__WHAT THE TASK ASKS__: Would you transcribe exactly the lines from the one containing "Provide x and" to the last line of the data below, both ends included, but none of the pictures?

__INPUT FOR THIS TASK__:
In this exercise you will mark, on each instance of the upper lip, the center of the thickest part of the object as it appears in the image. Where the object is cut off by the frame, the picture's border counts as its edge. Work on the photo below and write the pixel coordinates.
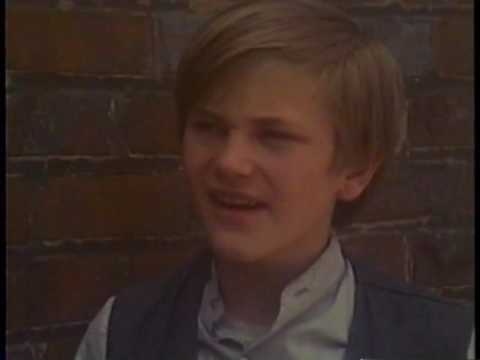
(237, 195)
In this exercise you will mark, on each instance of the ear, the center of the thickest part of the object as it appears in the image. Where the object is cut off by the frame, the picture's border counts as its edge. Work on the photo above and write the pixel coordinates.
(356, 181)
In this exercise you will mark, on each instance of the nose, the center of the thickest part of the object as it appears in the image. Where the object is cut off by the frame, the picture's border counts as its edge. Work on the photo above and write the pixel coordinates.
(235, 158)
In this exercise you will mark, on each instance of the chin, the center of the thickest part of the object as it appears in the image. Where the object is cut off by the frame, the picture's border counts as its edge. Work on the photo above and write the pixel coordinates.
(233, 249)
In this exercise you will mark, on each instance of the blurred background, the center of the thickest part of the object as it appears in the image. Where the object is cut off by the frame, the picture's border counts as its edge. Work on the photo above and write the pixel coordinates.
(96, 199)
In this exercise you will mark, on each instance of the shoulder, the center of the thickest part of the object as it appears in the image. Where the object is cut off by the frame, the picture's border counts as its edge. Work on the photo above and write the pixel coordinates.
(383, 287)
(143, 314)
(405, 318)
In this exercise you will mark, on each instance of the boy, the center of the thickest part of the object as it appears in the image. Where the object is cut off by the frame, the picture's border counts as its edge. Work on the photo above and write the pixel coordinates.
(286, 108)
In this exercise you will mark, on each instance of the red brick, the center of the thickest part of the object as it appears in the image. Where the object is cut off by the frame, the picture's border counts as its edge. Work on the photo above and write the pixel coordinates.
(444, 118)
(20, 108)
(21, 195)
(443, 259)
(120, 206)
(110, 43)
(20, 352)
(62, 123)
(452, 43)
(18, 276)
(398, 34)
(154, 264)
(177, 28)
(409, 191)
(73, 288)
(149, 123)
(386, 252)
(65, 348)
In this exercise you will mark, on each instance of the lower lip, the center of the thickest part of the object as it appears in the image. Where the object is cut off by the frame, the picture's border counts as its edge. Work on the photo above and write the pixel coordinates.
(236, 217)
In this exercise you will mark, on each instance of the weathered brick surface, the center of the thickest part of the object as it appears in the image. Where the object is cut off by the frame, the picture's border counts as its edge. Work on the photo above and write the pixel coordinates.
(21, 195)
(149, 123)
(408, 38)
(410, 5)
(74, 287)
(111, 206)
(374, 248)
(452, 42)
(22, 352)
(18, 276)
(95, 201)
(444, 118)
(443, 259)
(408, 191)
(155, 264)
(62, 349)
(78, 42)
(177, 28)
(73, 122)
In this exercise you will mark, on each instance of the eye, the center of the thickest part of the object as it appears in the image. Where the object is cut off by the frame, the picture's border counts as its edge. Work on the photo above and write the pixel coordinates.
(276, 136)
(206, 127)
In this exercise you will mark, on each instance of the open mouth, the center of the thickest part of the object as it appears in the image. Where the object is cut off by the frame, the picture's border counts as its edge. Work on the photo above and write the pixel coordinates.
(235, 201)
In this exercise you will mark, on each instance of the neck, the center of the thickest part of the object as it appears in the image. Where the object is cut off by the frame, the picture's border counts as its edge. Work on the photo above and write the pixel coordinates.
(252, 291)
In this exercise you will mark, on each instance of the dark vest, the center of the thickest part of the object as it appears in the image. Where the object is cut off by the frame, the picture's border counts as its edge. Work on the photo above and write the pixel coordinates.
(158, 320)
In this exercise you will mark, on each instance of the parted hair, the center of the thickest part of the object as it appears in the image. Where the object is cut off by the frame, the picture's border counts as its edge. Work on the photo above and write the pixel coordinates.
(362, 81)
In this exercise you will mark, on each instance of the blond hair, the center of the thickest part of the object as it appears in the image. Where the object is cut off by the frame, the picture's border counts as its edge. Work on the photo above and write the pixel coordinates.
(364, 87)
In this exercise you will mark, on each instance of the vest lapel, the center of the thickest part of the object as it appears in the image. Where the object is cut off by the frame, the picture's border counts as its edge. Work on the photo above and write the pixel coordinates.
(360, 339)
(182, 343)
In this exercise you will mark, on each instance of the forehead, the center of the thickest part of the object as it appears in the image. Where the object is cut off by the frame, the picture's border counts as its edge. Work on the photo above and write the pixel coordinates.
(270, 89)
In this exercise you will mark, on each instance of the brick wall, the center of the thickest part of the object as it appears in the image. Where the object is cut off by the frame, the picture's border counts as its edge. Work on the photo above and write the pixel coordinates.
(96, 199)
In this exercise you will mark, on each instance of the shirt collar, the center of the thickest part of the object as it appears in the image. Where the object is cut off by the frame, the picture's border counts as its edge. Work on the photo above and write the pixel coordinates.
(316, 284)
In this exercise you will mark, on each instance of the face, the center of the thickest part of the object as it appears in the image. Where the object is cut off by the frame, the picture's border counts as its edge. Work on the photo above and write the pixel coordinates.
(258, 155)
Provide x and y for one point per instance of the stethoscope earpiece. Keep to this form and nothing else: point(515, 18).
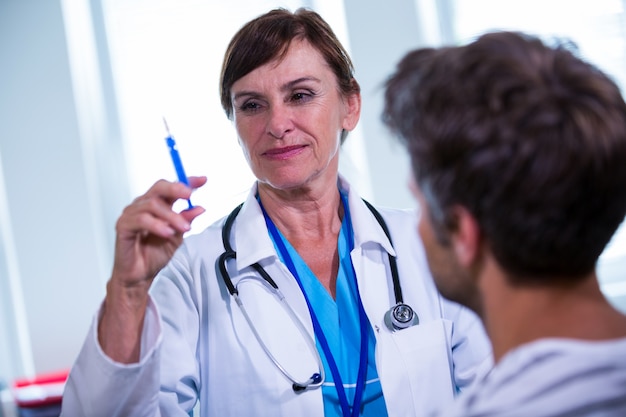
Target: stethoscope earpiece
point(400, 317)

__FINAL ANSWER__:
Provide x and y for one point per instance of the stethoscope earpiece. Keep to this form and nothing else: point(515, 18).
Target: stethoscope earpiece
point(400, 317)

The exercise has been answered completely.